▶ DIRECTIONS FOR THIS TASK
Reproduce the line that holds "The component shall return one point per instance of the stormy" together with all the lines after it up to the end of the entries.

▶ EXCERPTED DATA
-----
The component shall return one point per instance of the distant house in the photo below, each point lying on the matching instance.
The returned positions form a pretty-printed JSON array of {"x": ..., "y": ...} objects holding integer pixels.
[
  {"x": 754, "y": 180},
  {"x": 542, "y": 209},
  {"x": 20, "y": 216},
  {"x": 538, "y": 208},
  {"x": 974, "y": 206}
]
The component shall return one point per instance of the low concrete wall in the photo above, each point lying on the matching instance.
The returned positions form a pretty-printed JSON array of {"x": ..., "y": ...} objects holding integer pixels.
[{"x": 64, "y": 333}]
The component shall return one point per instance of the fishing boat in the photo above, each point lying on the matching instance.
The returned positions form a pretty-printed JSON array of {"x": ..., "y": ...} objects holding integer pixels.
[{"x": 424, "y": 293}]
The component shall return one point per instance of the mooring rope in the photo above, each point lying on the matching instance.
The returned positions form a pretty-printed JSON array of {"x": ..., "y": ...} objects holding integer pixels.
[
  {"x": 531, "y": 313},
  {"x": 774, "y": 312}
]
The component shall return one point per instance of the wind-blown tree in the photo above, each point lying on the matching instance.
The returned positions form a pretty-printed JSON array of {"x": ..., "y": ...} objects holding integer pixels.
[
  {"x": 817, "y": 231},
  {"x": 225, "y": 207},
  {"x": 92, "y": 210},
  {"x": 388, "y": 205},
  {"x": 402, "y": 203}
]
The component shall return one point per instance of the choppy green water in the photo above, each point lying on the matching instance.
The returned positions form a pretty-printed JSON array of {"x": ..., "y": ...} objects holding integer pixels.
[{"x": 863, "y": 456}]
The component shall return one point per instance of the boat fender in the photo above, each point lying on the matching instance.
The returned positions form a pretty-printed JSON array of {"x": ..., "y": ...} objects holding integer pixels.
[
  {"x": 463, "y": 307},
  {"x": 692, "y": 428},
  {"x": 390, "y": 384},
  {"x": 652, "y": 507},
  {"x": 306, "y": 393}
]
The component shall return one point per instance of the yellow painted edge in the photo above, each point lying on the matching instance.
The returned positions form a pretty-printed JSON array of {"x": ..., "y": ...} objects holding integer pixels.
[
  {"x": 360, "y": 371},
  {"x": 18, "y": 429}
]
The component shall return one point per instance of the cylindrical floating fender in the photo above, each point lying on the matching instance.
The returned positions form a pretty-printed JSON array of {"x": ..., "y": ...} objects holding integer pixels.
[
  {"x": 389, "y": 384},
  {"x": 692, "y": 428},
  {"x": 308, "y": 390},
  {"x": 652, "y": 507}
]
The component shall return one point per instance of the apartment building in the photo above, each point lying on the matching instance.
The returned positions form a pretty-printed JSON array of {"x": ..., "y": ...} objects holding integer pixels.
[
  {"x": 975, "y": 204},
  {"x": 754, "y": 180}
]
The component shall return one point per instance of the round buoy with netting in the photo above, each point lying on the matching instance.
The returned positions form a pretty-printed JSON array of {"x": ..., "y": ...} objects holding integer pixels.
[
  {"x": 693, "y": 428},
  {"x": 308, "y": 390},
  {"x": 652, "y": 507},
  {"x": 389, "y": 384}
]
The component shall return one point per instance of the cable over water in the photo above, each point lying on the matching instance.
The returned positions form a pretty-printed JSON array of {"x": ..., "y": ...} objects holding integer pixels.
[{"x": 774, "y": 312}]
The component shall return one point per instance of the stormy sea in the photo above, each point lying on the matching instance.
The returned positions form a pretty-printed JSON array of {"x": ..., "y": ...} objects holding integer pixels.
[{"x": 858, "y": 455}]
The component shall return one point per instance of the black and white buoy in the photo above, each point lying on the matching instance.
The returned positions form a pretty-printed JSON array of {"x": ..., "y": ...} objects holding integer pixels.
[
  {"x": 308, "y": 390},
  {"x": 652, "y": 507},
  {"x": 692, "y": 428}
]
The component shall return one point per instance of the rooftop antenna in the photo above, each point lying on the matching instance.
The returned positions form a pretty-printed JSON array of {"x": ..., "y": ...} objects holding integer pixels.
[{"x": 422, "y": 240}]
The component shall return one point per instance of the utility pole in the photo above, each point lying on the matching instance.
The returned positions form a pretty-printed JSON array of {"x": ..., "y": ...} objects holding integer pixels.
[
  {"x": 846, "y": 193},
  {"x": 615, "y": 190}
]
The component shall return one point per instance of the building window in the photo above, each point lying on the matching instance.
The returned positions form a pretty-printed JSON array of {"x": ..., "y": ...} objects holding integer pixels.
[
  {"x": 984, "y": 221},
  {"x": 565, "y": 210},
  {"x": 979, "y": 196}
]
-----
▶ FINISHED ANSWER
The component shall return one point per instance of the stormy sea in the photo above, each point lying on the matching instance.
The returned positions form a pretty-printed JSON array of {"x": ..., "y": ...} objects holding integer pixels.
[{"x": 858, "y": 455}]
The component shall return one point per instance of the black and white buoy in the photo above, each point lying on the matching instance.
The returned positions form a pretty-printed JSON array of {"x": ..., "y": ...} objects holding integer pixels.
[
  {"x": 308, "y": 390},
  {"x": 652, "y": 507},
  {"x": 692, "y": 428}
]
The component shall return one point per instance of the rooftop antenna in the photo above, each point lying on the matching instance.
The returned positions form a pretty-printed JSON array of {"x": ..., "y": ...} objects holding integer pixels.
[{"x": 422, "y": 240}]
The component shall return one point per instance of the utility pole in the photo above, each point lying on the matching instance.
The returned positions form a pretty-printed JSON array of {"x": ..., "y": ...} objects holding integer pixels.
[
  {"x": 846, "y": 193},
  {"x": 615, "y": 190}
]
The component shall return one point per instance of the building window in the photo above, each point lying on the matching instance.
The returned positions form a pretty-printed JSON array of {"x": ..., "y": ...} objects holding integer pixels.
[
  {"x": 984, "y": 221},
  {"x": 565, "y": 210},
  {"x": 979, "y": 196}
]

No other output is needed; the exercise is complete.